** start **

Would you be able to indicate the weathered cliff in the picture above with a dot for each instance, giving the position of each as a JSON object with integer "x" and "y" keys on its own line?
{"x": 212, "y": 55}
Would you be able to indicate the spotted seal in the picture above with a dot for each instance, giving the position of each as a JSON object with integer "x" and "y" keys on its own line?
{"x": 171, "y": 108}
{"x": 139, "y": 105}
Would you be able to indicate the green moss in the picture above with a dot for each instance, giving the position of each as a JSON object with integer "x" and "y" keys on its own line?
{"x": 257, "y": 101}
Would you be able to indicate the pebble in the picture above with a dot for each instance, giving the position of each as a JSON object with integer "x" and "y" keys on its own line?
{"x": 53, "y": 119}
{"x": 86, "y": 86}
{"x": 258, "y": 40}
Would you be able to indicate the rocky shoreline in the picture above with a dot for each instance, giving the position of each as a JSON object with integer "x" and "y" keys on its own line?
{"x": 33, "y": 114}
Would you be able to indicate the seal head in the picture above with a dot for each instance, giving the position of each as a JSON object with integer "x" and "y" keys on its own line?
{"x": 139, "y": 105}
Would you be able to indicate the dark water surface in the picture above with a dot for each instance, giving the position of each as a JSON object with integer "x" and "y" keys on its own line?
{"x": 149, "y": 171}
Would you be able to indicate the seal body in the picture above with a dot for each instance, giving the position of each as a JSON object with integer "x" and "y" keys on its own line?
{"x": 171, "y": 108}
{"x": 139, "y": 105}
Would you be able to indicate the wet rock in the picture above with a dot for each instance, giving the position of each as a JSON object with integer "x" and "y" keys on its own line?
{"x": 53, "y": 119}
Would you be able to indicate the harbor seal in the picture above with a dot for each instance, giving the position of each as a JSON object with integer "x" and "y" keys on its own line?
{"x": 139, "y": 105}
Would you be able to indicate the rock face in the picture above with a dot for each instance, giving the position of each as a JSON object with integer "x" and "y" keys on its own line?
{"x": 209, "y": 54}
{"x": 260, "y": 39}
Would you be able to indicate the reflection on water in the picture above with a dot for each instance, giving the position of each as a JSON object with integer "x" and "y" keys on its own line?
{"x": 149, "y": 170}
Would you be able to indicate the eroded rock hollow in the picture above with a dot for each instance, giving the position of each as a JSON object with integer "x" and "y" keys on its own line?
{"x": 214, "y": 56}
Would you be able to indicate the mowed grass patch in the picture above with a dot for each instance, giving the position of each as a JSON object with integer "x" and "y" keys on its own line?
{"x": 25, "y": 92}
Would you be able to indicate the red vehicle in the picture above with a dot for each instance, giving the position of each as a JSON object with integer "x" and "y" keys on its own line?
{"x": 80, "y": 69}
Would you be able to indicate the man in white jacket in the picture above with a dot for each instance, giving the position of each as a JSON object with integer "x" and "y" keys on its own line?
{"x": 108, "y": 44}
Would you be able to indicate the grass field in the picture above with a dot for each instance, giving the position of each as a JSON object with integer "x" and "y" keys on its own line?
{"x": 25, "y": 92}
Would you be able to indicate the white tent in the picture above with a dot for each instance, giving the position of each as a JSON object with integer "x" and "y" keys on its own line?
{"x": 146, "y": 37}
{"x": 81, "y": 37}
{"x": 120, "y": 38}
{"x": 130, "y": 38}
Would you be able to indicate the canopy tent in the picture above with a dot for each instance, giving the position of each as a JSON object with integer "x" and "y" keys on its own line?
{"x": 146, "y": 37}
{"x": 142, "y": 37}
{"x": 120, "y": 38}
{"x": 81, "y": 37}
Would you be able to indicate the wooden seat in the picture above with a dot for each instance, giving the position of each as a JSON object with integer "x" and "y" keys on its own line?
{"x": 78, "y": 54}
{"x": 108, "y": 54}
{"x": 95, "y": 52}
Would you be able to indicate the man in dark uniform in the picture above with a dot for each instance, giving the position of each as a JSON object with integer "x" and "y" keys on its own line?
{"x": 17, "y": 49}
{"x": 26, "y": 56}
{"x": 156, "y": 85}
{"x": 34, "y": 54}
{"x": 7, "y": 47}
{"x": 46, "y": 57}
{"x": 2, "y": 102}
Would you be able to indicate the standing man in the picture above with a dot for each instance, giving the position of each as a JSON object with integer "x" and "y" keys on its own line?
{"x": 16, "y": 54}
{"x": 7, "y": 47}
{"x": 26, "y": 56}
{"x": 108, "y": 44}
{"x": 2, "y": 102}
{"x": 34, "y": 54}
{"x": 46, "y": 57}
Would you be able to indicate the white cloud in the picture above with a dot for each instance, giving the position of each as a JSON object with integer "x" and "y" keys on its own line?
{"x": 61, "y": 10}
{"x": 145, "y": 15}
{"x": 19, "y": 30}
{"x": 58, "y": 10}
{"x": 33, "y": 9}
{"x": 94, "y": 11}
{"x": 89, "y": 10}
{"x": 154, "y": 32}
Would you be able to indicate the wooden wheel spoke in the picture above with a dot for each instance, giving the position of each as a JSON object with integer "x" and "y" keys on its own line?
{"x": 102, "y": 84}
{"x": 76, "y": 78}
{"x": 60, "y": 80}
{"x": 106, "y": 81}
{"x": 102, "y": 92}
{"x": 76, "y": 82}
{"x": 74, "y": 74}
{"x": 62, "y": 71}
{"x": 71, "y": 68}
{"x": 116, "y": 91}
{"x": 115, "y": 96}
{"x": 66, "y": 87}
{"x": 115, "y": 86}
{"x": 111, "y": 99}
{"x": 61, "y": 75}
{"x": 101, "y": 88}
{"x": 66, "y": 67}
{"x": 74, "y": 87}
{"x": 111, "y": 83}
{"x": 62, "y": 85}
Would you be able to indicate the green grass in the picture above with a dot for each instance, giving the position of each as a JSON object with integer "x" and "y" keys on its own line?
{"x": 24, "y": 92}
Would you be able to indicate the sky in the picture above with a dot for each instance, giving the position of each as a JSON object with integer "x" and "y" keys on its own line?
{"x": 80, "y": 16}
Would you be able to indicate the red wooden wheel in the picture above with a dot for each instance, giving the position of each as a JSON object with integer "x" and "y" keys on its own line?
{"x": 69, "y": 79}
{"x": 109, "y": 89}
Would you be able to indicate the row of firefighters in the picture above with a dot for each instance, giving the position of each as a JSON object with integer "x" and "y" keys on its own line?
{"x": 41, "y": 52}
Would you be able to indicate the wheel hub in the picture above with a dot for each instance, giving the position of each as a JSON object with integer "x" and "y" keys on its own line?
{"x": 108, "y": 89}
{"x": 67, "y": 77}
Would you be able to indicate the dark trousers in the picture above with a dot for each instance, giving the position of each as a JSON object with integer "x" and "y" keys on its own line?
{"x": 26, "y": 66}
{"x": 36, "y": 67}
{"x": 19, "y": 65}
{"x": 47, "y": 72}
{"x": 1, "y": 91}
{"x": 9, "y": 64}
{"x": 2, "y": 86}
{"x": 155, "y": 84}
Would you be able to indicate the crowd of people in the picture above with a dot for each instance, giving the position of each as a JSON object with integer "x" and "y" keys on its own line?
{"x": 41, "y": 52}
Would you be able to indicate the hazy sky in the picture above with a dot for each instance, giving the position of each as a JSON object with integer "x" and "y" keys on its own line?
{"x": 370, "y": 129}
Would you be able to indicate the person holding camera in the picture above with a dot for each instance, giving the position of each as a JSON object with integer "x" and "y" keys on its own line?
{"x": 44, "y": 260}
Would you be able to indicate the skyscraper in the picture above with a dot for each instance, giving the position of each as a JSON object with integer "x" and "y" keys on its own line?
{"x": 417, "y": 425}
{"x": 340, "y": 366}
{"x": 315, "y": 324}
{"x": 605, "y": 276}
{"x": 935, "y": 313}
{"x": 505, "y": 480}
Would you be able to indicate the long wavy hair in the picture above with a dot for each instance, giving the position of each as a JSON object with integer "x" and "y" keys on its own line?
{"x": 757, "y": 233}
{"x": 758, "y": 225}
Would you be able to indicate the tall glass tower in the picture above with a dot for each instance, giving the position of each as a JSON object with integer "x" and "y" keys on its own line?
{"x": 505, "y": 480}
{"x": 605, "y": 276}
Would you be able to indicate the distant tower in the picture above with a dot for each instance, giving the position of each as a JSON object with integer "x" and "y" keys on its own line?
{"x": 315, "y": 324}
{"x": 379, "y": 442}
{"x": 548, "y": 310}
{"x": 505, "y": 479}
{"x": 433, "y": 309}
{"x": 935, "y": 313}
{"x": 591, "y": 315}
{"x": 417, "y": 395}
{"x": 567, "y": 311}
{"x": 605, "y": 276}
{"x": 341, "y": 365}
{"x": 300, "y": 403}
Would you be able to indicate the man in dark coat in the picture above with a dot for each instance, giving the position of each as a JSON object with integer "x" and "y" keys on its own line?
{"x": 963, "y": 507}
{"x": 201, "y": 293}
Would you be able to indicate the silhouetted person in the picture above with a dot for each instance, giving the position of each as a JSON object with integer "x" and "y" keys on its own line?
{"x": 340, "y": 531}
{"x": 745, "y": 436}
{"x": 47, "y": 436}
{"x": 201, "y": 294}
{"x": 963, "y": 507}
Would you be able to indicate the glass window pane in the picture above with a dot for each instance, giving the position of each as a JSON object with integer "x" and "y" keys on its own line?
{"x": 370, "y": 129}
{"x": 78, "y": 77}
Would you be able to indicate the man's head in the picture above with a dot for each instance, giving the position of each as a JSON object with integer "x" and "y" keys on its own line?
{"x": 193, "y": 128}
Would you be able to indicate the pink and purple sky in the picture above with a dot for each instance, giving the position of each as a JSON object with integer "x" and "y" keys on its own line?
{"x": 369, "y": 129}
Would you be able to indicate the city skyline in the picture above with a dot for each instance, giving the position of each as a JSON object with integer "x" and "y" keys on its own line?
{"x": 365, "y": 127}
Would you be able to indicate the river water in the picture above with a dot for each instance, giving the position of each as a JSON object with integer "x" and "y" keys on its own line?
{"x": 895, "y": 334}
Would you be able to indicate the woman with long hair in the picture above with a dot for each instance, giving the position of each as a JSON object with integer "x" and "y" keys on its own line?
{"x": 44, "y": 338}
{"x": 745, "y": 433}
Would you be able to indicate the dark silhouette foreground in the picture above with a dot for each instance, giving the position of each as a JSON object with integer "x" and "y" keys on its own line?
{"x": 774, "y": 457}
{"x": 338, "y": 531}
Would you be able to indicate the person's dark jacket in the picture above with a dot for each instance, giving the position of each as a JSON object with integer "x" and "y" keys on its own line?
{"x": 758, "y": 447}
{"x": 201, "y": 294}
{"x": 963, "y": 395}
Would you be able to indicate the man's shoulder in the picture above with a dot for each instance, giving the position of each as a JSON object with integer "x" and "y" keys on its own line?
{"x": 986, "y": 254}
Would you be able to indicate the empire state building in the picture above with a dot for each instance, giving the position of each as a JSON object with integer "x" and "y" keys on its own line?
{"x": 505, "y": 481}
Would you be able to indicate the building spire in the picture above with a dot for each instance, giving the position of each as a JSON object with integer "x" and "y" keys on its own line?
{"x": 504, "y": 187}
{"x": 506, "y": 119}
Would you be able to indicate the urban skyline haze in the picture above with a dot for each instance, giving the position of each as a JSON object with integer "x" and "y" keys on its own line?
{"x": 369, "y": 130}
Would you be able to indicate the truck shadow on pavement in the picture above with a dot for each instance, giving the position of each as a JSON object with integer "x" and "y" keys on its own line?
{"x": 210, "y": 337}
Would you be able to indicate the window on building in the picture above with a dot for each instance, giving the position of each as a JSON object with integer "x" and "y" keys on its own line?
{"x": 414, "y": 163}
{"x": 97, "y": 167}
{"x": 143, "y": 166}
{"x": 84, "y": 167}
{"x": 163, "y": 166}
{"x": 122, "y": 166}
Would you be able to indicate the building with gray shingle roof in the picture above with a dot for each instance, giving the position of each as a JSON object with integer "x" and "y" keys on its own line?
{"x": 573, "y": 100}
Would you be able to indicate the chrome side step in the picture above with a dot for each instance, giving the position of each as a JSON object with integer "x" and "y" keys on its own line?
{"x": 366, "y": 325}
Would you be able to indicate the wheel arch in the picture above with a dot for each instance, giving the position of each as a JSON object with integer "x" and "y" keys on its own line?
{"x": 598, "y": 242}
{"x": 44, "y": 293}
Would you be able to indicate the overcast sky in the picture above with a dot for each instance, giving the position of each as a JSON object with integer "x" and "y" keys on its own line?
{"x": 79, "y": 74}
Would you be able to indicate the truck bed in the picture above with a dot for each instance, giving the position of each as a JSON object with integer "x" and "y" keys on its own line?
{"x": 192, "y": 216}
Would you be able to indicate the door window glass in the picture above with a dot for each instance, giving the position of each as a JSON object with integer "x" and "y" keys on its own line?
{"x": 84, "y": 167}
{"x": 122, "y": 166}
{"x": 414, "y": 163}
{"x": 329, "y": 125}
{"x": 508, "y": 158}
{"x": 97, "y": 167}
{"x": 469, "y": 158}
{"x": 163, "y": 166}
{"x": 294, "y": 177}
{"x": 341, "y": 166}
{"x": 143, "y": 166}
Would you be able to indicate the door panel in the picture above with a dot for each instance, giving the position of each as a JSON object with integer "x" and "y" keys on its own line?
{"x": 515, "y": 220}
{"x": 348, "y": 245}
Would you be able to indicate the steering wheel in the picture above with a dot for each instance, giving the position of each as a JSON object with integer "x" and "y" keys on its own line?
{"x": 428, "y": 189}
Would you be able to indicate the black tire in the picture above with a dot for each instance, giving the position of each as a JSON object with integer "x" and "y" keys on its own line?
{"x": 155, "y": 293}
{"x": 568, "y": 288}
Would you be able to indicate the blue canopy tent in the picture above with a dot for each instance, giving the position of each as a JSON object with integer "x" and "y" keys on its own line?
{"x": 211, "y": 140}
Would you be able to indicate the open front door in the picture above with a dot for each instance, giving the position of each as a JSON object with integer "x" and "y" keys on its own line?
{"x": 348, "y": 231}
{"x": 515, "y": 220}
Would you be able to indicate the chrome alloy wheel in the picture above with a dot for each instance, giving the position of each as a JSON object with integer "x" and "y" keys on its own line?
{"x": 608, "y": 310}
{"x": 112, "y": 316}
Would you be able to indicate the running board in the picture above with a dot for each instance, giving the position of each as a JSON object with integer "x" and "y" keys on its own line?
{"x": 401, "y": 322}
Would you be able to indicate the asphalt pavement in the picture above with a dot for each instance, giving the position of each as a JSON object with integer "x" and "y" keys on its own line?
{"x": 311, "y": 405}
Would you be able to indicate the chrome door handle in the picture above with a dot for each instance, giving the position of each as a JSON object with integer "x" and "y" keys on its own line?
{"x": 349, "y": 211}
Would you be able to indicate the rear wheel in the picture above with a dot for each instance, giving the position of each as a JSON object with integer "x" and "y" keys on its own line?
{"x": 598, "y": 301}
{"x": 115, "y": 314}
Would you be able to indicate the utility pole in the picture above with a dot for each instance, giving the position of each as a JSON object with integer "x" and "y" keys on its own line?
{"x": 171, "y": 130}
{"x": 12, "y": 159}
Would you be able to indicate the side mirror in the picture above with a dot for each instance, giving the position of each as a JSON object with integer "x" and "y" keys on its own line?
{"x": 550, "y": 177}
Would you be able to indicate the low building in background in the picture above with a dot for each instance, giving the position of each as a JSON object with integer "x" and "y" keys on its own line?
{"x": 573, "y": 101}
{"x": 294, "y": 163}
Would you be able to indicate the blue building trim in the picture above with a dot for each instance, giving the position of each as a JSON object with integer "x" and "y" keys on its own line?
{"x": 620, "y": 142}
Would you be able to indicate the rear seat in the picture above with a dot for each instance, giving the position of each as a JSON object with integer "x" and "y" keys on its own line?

** end **

> What the task requires:
Output exactly the lines above, from the one holding "Would you be able to indicate the low" through the end of the data, including the first and last.

> Task output:
Would you be able to indicate the low building in background in the picture above with a dot for each instance, giving the position of each as a JSON object with integer "x" and "y" keys on its own line?
{"x": 573, "y": 101}
{"x": 294, "y": 163}
Would you be able to indicate the blue building trim in the picture above with a dot for each instance, giving the position of each as a JSON object with integer "x" and "y" keys on its own line?
{"x": 620, "y": 142}
Would you be able to indicate the rear seat in the picture above with a dot for each instance, giving the position of each as a JSON object with integer "x" and "y" keys on its own line?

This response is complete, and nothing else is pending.